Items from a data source
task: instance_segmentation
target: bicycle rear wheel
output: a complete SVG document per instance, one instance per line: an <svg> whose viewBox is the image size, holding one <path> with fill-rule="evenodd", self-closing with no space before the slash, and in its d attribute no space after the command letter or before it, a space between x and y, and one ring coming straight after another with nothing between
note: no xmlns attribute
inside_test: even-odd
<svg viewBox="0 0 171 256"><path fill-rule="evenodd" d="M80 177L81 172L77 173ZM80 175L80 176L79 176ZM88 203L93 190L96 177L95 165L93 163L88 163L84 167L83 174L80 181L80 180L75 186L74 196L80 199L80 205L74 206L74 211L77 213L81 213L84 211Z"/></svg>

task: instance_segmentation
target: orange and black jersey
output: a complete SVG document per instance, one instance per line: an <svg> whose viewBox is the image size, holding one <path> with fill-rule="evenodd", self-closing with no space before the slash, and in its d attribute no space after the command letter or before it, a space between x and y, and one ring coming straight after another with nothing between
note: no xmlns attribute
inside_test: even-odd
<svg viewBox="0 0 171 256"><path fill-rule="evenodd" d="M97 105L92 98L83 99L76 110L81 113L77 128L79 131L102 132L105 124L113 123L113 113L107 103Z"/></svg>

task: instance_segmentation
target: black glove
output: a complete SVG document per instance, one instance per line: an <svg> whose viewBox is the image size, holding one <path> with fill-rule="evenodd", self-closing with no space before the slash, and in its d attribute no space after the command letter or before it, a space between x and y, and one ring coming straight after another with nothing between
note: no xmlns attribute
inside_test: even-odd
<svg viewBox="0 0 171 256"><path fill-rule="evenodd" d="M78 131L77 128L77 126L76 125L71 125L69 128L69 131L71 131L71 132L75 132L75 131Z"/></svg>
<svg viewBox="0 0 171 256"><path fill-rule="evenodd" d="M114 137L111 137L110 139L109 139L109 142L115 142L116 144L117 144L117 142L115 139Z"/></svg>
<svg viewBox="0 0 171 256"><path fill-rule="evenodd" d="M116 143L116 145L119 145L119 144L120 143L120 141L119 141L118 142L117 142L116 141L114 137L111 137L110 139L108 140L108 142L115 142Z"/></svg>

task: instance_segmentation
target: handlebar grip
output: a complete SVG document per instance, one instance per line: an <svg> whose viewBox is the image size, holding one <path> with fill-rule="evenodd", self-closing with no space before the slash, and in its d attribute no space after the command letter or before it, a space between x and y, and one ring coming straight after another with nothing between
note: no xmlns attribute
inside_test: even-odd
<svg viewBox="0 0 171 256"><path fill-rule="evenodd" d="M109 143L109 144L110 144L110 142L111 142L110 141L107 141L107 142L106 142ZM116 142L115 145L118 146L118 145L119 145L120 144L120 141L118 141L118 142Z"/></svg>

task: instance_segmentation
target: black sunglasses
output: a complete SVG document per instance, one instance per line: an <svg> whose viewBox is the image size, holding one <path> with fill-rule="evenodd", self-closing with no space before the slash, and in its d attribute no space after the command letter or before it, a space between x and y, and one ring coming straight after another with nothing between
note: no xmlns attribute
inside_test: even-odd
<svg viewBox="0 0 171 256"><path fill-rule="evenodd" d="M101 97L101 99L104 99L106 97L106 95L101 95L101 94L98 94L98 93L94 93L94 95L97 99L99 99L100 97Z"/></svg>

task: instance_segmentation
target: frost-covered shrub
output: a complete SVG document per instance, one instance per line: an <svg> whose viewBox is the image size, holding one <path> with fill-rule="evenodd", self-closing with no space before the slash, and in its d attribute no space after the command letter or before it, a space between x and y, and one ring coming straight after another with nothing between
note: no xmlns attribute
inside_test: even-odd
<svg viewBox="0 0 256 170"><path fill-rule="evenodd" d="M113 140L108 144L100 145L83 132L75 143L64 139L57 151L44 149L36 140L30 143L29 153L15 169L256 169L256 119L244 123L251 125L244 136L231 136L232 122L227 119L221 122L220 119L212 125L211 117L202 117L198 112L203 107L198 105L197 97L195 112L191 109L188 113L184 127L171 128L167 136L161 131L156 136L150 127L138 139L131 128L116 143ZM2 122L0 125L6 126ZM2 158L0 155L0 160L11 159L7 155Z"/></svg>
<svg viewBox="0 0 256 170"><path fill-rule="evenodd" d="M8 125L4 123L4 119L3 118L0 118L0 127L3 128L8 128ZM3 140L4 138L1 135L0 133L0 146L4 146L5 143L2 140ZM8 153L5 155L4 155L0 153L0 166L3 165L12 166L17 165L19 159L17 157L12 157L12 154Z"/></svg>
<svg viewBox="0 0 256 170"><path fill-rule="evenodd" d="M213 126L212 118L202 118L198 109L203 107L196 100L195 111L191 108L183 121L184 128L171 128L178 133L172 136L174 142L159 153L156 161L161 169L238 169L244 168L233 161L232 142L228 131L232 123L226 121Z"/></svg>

INSTRUCTION
Extract the listing in its entirety and repeat it exactly.

FULL RESPONSE
task: instance_segmentation
target: bicycle rear wheel
output: a complete SVG document per instance, one instance per line: an <svg> whose viewBox is the image size, holding one <path> with fill-rule="evenodd", self-closing with no space before the slash, and in its d attribute no space after the command letter or before it, a space between x and y, and one ring coming straight after another with nothing between
note: no xmlns attribute
inside_test: even-odd
<svg viewBox="0 0 171 256"><path fill-rule="evenodd" d="M80 177L81 172L77 173ZM80 175L80 176L79 176ZM88 203L93 190L96 177L95 165L93 163L88 163L84 167L83 174L80 181L80 180L75 186L74 196L80 199L80 205L74 206L74 211L77 213L81 213L84 211Z"/></svg>

task: instance_segmentation
target: orange and black jersey
output: a complete SVG document per instance, one instance per line: an <svg> whose viewBox is the image size, holding one <path> with fill-rule="evenodd", self-closing with no space before the slash, and in its d attribute no space after the command letter or before it, a space between x and y, and one ring coming straight after another with nothing between
note: no xmlns attribute
inside_test: even-odd
<svg viewBox="0 0 171 256"><path fill-rule="evenodd" d="M97 105L92 98L83 99L76 110L81 113L77 128L79 131L102 132L105 124L113 123L113 113L107 103Z"/></svg>

task: instance_segmentation
target: black glove
output: a complete SVG document per instance, one instance per line: an <svg> whose viewBox is the image size, holding one <path> with fill-rule="evenodd", self-closing with no space before the slash, and in its d attribute no space after the command letter or before it, a space between x and y, and one ring coming straight after another with nothing between
note: no xmlns attribute
inside_test: even-odd
<svg viewBox="0 0 171 256"><path fill-rule="evenodd" d="M78 131L77 128L77 126L76 125L71 125L69 128L69 131L71 131L71 132L75 132L75 131Z"/></svg>
<svg viewBox="0 0 171 256"><path fill-rule="evenodd" d="M114 137L111 137L110 139L109 139L109 142L115 142L116 144L117 144L117 142L115 139Z"/></svg>
<svg viewBox="0 0 171 256"><path fill-rule="evenodd" d="M116 143L116 145L119 145L119 144L120 143L120 141L119 141L118 142L117 142L116 141L114 137L111 137L110 139L108 140L108 142L115 142Z"/></svg>

task: instance_segmentation
target: handlebar grip
output: a complete SVG document per instance, one instance per line: an <svg> whose viewBox is the image size, holding one <path> with fill-rule="evenodd", self-closing with no space before the slash, and in its d attribute no space after the command letter or before it, a space between x and y, and one ring coming straight after another with nothing between
note: no xmlns attribute
inside_test: even-odd
<svg viewBox="0 0 171 256"><path fill-rule="evenodd" d="M109 143L109 144L110 144L110 142L111 142L110 141L107 141L107 142L106 142ZM116 142L115 145L118 146L118 145L119 145L120 144L120 141L118 141L118 142Z"/></svg>

task: instance_segmentation
target: black sunglasses
output: a complete SVG document per instance, one instance per line: an <svg> whose viewBox is the image size, holding one <path> with fill-rule="evenodd", self-closing with no space before the slash, and in its d attribute no space after the command letter or before it, a space between x and y, and one ring coming straight after another with nothing between
note: no xmlns attribute
inside_test: even-odd
<svg viewBox="0 0 171 256"><path fill-rule="evenodd" d="M101 97L101 99L104 99L106 97L106 95L101 95L101 94L98 94L98 93L94 93L94 95L97 99L99 99L100 97Z"/></svg>

task: instance_segmentation
target: frost-covered shrub
output: a complete SVG document per instance, one instance per line: an <svg> whose viewBox is the image size, holding one <path> with fill-rule="evenodd", self-closing with no space before the slash, and in its d attribute no space after the command letter or before it, a space between x and y, and one ring coming straight after another with nothing between
note: no xmlns attribute
inside_test: even-odd
<svg viewBox="0 0 256 170"><path fill-rule="evenodd" d="M113 140L108 144L100 145L83 132L75 143L64 139L57 151L44 149L36 140L30 143L29 153L15 169L256 169L256 119L244 123L251 125L244 136L231 136L232 122L227 119L221 122L220 119L212 125L211 117L202 117L198 112L203 107L198 105L197 97L195 112L191 109L188 113L184 127L171 128L167 136L161 131L156 136L150 127L138 139L131 128L116 143ZM2 122L0 125L6 126ZM2 158L0 155L0 160L11 159L7 155Z"/></svg>
<svg viewBox="0 0 256 170"><path fill-rule="evenodd" d="M8 125L4 123L4 119L3 118L0 118L0 127L3 128L8 128ZM3 140L4 138L1 135L0 133L0 146L4 146L5 143L2 140ZM8 153L5 155L4 155L0 153L0 166L3 165L12 166L17 165L19 159L17 157L12 157L12 154Z"/></svg>
<svg viewBox="0 0 256 170"><path fill-rule="evenodd" d="M213 126L212 118L202 118L198 109L203 107L196 100L195 111L191 108L183 121L184 128L171 128L178 133L172 136L174 142L159 153L156 161L161 169L238 169L244 168L233 161L232 142L228 131L232 123L226 121Z"/></svg>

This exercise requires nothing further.